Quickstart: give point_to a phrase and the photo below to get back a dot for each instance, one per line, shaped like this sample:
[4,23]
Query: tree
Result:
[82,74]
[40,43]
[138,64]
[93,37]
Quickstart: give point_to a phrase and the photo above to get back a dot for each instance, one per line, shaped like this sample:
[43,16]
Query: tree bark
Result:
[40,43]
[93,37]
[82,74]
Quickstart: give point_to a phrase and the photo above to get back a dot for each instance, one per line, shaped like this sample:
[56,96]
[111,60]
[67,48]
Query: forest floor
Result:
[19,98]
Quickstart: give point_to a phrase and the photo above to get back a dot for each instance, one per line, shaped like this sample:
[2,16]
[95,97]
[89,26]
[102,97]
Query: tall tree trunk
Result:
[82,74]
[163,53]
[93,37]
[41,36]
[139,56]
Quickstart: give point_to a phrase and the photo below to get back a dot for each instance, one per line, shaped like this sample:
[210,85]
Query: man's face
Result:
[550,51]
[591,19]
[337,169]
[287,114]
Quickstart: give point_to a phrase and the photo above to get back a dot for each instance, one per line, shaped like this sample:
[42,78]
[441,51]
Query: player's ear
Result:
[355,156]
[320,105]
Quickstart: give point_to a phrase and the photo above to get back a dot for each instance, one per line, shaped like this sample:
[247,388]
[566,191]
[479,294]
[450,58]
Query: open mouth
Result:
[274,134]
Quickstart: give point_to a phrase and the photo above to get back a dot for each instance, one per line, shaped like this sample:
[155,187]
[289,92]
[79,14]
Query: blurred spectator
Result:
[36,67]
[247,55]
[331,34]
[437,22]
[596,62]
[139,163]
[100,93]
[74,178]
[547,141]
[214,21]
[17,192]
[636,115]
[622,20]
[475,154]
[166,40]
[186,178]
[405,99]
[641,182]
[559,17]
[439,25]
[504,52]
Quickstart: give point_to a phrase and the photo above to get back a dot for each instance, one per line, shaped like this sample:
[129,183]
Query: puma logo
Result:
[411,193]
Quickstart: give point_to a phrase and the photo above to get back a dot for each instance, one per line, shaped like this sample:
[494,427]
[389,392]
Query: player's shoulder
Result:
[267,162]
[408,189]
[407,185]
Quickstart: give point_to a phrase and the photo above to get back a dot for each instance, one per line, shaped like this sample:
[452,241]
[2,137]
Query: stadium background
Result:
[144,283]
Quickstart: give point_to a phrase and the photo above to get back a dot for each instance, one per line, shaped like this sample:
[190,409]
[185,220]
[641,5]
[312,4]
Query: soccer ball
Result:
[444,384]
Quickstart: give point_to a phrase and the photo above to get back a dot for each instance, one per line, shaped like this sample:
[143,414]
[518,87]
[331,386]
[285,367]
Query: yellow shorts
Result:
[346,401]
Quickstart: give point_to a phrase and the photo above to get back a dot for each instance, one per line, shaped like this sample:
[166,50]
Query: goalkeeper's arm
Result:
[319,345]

> THE PROBLEM
The result consists of the line with "Query: player's shoulder" through the last line of the entries above, repeated exactly and with nothing else.

> EXERCISE RESULT
Query: player's shoulder
Result:
[267,162]
[408,189]
[407,185]
Quickstart: give point_to a phrase and the photo above to get back a dot for each instance, one per line, shaped like this sample:
[452,241]
[2,137]
Query: stadium background
Result:
[144,283]
Quickstart: give point_to a phrase and the photo above to get back a dot for each instance, one per line, shaped like this sample:
[190,409]
[185,220]
[641,5]
[312,4]
Query: soccer ball
Result:
[444,384]
Quickstart: give point_to a phrase and the photo above to get back a dot for each instance, one per line, shaped like this sample:
[143,414]
[518,87]
[331,386]
[285,367]
Query: yellow shorts
Result:
[346,401]
Quickstart: give point_to a phrase and the photo above to get back a dot for each instance, one per line, shaped like this sample:
[166,50]
Query: goalkeeper's arm
Result:
[319,345]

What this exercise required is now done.